Copy out word for word everything in the listing below from the line containing "Find the lake" down to the line containing "column 394, row 117", including both of those lines.

─── Entries supplied

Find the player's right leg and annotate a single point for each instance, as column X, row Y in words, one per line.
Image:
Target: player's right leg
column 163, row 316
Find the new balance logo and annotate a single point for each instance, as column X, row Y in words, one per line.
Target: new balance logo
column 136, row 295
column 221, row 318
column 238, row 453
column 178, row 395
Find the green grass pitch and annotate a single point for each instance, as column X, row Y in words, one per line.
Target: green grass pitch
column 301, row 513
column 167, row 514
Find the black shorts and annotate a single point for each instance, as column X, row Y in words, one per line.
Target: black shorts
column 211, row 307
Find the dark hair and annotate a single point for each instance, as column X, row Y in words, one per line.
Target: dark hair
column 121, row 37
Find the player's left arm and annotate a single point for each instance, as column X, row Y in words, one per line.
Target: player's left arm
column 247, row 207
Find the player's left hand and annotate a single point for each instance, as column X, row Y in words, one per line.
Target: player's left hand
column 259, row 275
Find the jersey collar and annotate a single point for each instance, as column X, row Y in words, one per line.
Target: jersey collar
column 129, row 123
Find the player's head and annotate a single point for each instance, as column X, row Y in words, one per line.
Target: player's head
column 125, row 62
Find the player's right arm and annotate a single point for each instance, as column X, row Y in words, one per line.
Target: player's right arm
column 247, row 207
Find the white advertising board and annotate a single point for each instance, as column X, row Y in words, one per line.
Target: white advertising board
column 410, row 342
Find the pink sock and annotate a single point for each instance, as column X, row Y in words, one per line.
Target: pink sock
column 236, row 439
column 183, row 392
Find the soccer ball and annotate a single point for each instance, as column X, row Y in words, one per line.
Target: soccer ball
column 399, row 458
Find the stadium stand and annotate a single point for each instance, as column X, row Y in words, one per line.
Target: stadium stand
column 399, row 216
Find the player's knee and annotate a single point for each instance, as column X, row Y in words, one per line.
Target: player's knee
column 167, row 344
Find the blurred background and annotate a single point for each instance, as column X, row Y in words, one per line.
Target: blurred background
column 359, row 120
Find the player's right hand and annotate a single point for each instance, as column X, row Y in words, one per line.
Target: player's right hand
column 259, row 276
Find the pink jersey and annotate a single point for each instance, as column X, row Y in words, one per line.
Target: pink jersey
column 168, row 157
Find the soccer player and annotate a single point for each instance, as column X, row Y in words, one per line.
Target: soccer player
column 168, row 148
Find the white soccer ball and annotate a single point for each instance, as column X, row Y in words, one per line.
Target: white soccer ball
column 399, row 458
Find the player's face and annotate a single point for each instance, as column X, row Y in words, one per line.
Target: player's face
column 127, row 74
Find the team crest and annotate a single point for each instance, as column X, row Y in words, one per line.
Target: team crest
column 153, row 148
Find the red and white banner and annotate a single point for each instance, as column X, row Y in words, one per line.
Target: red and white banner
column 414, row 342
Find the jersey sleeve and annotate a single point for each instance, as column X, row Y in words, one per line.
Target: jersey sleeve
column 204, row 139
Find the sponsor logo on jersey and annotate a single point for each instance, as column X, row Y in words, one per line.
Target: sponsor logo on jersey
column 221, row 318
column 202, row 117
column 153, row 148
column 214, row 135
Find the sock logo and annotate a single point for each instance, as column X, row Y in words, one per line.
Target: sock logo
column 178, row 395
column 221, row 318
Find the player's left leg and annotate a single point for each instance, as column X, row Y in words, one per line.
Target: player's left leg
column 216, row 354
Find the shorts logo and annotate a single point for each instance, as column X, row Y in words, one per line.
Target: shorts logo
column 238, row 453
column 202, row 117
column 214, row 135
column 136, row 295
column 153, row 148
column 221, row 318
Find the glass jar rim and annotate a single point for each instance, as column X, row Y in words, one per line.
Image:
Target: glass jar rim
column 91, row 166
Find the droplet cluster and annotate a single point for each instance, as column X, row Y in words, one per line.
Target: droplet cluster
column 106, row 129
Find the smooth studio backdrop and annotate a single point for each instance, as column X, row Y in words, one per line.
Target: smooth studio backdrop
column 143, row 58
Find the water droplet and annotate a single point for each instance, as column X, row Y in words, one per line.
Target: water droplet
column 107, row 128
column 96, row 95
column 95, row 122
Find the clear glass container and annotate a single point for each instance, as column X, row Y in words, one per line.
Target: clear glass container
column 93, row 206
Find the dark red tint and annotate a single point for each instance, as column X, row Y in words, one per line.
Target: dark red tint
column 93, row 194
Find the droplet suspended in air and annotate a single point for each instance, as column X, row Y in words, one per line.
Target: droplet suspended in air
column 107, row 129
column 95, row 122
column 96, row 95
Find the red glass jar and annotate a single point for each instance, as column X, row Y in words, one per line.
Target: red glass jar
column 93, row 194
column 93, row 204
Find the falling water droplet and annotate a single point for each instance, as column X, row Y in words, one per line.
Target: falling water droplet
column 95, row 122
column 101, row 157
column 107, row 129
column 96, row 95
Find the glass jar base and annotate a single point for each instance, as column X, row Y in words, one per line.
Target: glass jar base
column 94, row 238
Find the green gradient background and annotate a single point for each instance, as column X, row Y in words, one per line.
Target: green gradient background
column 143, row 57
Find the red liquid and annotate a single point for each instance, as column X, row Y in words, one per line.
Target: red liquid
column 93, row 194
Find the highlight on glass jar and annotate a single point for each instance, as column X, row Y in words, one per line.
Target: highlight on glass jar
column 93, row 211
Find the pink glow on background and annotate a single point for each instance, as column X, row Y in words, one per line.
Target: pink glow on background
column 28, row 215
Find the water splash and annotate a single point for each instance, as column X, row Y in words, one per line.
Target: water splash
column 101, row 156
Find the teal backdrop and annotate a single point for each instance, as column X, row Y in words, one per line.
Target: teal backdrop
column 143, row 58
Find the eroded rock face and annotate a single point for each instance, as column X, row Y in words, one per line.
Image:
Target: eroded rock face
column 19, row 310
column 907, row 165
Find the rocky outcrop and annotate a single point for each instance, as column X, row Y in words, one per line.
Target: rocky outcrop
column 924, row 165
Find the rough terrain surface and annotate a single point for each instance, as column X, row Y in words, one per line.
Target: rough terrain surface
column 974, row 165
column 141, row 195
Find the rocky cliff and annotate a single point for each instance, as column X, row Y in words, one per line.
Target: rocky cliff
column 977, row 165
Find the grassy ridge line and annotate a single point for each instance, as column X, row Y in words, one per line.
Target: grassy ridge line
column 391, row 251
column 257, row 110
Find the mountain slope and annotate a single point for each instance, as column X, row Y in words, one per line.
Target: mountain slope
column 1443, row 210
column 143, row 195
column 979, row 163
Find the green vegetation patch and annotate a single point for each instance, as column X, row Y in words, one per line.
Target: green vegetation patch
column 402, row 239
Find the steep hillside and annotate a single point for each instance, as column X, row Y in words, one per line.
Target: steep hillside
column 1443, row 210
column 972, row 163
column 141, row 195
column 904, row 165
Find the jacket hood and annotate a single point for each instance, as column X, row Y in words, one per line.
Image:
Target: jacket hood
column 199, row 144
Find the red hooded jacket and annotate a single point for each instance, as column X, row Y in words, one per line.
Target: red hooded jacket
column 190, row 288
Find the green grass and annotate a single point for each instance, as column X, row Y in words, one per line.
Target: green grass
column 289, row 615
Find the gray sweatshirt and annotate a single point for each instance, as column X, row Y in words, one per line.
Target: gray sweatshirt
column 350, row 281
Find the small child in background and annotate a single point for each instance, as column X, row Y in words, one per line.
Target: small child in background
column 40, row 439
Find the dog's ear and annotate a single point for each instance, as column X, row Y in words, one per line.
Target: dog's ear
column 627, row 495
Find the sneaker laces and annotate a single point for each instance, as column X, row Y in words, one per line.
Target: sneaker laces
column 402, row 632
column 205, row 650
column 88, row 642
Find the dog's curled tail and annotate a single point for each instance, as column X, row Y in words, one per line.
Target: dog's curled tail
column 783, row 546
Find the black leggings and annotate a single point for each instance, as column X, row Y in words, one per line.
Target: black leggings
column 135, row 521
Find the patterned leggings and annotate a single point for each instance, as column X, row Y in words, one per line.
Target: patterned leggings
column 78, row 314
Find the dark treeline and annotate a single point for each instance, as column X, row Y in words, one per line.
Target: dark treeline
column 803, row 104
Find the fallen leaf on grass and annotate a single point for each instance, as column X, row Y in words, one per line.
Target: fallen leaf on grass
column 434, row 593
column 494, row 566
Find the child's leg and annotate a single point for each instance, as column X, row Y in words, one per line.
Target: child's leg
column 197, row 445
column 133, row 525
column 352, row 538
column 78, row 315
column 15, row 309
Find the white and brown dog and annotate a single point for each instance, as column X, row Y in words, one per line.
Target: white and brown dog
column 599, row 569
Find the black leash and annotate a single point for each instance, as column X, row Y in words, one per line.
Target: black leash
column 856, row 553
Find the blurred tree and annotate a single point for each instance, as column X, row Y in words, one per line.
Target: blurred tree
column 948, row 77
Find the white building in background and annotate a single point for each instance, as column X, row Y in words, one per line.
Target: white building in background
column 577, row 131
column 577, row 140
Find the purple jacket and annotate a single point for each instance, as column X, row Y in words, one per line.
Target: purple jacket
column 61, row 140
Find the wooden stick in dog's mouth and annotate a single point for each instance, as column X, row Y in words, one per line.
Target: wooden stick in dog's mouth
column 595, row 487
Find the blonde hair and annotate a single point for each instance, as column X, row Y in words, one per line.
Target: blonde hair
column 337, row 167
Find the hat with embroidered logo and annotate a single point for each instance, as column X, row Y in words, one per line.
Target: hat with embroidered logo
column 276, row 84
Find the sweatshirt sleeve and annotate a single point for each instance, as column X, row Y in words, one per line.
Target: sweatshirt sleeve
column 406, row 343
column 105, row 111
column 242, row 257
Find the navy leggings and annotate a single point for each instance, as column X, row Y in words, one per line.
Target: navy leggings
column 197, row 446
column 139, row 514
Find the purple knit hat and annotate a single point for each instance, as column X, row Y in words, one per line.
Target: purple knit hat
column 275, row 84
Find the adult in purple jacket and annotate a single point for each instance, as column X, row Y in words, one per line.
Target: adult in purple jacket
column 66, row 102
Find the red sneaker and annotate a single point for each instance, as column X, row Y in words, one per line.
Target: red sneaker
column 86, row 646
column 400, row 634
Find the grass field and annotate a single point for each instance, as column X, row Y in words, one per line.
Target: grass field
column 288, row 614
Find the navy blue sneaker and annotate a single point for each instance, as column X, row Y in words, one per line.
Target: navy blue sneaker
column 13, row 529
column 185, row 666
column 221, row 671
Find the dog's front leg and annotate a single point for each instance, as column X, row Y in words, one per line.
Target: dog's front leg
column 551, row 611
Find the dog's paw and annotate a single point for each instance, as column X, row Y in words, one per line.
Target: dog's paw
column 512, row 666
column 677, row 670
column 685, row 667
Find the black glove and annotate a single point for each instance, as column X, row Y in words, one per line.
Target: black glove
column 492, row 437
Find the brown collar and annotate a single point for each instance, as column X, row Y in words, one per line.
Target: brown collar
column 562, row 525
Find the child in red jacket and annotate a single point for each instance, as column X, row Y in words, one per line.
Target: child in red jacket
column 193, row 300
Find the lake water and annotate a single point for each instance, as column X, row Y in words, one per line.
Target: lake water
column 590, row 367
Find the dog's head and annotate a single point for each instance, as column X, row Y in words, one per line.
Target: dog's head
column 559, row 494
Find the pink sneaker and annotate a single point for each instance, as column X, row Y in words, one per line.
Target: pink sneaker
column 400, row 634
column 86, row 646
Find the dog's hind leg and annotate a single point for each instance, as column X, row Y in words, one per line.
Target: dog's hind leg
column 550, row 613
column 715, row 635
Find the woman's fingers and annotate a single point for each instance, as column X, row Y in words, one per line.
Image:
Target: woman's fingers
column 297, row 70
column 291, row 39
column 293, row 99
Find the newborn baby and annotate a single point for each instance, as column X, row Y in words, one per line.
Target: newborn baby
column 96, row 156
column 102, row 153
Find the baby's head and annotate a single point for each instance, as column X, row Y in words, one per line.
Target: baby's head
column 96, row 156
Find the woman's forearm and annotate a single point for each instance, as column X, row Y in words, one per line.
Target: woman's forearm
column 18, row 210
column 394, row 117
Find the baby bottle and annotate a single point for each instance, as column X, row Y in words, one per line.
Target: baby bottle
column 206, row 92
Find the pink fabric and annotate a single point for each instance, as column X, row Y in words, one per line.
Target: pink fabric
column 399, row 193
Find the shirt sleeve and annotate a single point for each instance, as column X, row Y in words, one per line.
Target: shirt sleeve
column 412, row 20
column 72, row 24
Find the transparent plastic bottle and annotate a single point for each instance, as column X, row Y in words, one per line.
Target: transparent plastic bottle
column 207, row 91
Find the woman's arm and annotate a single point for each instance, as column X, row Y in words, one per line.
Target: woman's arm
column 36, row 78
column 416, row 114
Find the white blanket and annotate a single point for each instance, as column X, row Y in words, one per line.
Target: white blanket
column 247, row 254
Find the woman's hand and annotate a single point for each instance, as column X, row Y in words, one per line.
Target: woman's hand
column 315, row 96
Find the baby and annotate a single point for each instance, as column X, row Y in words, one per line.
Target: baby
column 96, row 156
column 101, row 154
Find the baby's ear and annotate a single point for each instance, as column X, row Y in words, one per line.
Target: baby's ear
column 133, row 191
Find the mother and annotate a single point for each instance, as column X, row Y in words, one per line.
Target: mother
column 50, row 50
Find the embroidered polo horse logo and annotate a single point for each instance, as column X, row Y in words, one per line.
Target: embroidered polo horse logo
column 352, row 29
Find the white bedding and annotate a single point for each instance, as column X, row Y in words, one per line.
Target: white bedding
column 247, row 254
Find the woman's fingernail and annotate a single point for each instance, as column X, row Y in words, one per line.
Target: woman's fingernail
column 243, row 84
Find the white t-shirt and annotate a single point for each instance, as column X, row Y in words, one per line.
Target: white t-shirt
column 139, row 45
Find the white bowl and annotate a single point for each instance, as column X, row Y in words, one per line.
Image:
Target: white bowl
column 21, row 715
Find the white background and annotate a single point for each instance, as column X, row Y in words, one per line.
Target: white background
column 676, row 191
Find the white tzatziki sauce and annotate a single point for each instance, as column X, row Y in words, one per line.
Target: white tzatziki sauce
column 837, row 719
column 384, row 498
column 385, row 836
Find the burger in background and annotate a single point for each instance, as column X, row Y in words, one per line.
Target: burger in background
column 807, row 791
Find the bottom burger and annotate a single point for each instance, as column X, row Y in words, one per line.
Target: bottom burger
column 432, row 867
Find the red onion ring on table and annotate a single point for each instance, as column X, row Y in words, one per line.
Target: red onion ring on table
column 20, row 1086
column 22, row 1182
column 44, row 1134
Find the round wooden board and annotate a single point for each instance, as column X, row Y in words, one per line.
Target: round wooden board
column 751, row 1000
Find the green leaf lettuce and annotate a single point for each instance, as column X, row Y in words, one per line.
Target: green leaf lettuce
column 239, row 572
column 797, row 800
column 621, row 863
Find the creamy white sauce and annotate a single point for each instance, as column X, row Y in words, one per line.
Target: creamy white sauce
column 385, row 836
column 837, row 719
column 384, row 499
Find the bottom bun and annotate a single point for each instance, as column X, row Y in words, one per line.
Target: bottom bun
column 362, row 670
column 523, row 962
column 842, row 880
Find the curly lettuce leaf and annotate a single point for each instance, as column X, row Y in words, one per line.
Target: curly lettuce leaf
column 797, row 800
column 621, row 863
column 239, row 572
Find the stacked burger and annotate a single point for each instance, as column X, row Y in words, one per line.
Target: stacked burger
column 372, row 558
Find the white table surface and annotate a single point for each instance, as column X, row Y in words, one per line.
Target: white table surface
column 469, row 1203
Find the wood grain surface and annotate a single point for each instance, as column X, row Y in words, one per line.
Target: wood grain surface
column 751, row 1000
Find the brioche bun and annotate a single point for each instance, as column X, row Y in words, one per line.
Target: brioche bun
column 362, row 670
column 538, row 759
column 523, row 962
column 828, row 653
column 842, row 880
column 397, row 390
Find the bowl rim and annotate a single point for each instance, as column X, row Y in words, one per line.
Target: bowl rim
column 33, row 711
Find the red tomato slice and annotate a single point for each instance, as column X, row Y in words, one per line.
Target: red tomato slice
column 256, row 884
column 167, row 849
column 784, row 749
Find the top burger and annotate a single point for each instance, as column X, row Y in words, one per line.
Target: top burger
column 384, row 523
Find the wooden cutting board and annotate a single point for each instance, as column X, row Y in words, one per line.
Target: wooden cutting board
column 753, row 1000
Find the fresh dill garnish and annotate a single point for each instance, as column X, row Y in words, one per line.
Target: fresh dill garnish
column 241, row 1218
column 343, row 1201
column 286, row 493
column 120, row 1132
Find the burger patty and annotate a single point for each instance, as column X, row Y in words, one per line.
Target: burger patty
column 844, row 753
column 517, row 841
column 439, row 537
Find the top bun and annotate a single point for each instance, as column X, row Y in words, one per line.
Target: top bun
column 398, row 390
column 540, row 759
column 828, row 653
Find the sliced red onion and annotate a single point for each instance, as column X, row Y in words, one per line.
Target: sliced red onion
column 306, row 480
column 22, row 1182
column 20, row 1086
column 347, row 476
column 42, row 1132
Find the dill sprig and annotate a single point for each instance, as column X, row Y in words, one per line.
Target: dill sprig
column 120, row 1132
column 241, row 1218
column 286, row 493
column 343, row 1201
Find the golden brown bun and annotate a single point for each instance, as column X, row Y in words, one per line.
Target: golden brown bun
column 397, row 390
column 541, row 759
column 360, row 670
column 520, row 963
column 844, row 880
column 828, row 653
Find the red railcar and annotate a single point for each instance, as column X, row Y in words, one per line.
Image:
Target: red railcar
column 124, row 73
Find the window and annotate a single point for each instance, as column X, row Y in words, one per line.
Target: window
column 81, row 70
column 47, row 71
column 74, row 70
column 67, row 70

──────

= The answer =
Find the lake water and annotate a single point for each instance, as column X, row Y in words, one per line.
Target: lake water
column 590, row 367
Find the dog's head and annotate a single point for each instance, as column X, row Y in words, one per line.
Target: dog's head
column 559, row 494
Find the pink sneaker and annotate a single point for each instance, as column X, row Y in words, one per line.
Target: pink sneaker
column 400, row 634
column 86, row 646
Find the dog's hind leg and annotate a single point for each instance, as column X, row Y in words, one per line.
Target: dog's hind leg
column 550, row 613
column 715, row 635
Find the woman's fingers and annotate a single point for each instance, as column X, row Y in words, one per line.
Image:
Target: woman's fingers
column 297, row 70
column 291, row 39
column 293, row 99
Find the newborn baby and annotate a single point for each instance, as column X, row Y in words, one per line.
Target: newborn baby
column 96, row 156
column 102, row 153
Find the baby's head and annotate a single point for each instance, as column X, row Y in words, one per line.
Target: baby's head
column 96, row 156
Find the woman's forearm and annotate a single point for each instance, as column X, row Y in words, one per line.
Target: woman's forearm
column 18, row 210
column 394, row 117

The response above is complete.